A Sweet Wake-up Call In The Mail
If I were a shark and you cut me open hoping to find evidence of what I last ate, you would find boxes of Kellogg’s Rice Krispies Treats — of course, without the boxes and shiny foil wrappers, and not in the form of rectangular 2-by-3-inch bars.
Yes, I can go through one bar a day, sometimes two, at least four days a week, so in less than two months I have been known to wipe out a box of 54 all by my lonesome. I am neither proud nor ashamed of this imprudent diet stemming from childhood Halloween deprivation — hey, there are worse vices.
Except I do admit that I am a bit self-conscious when that bright blue box is the only thing I am carrying to the Costco checkout line.
Granted, a few people will notice me in the store and roll their eyes while speculating my reckless indulgence. But I didn’t think anyone else was watching me, and I don’t mean via the usual surveillance videos in stores and parking lots, on unscrupulous people’s cell phones, and oh my gosh, they’re everywhere, and I don’t want to think about it anymore. What I mean is that someone’s watching me via this thing called information technology that can receive and store everything everyone purchases. It hit me when I received a letter in the mail recently specifically stating that the very box of Original Rice Krispies Treats that I last purchased may have been “missing a few bars.”

DATA SHOWN:
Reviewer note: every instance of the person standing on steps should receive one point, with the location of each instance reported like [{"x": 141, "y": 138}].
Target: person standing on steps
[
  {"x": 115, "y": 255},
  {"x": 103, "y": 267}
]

DIRECTIONS:
A) In the essay about the Rice Krispies Treats letter, how many bars does the box the writer buys contain?
B) Continue the essay about the Rice Krispies Treats letter, picking up after its final sentence.

RESPONSES FOR EACH TASK:
A) 54

B)
Costco, under a department called “Food Safety,” alerted me to the “mistake” by methodically sending a presorted first-class flier announcing a “Food Information Notice.” On the flier is a Kellogg’s Quality letterhead with an apology to Costco members regarding the error. “Please be assured this is not what Kellogg’s wants to deliver to you when you purchase our products. If you were affected by this, please reach us …”
Was I affected by this? After I got over the trauma of being “found out,” I wondered how I would know that I was affected if I didn’t count the bars upon opening the box. Plus, after opening the box, I had efficiently transferred the bars to a recycled, opaque, wildsalmon resealable plastic bag — mind you, not because I am trying to disguise them in my glass-doored pantry — which means I also no longer possessed the box in which they came.
But even if I did count the number of bars and I still had the box, Kellogg’s did not identify the affected batch number. So how can I justify a claim? And why would I want to call a toll-free number that could take up half my morning — and don’t ask me how busy I am (not).
Though the company may have meant well, my momentary intolerance got absolutely nothing out of the letter except bad news and one more piece of paper to add to my ever-burgeoning stack of recyclable junk mail. Couldn’t the company have been kinder and easier on its customers by instead attaching a dollar coupon as a believable show of regret and a hope for continued customer satisfaction?
Overall, I’m glad that the flier was not issuing a “food safety” concern, like the presence of bacteria, toxins or strange objects in my food. However, as relatively insignificant as the missing bars are, that fact conveyed in a shallow, robotic manner made me re-examine whether I wanted to keep consuming this well-preserved, well-packaged treat in such volume anyway.
Don’t get me wrong, to each his own. It’s just that from now on, I think I will create my own healthy version of crispy rice treats from scratch.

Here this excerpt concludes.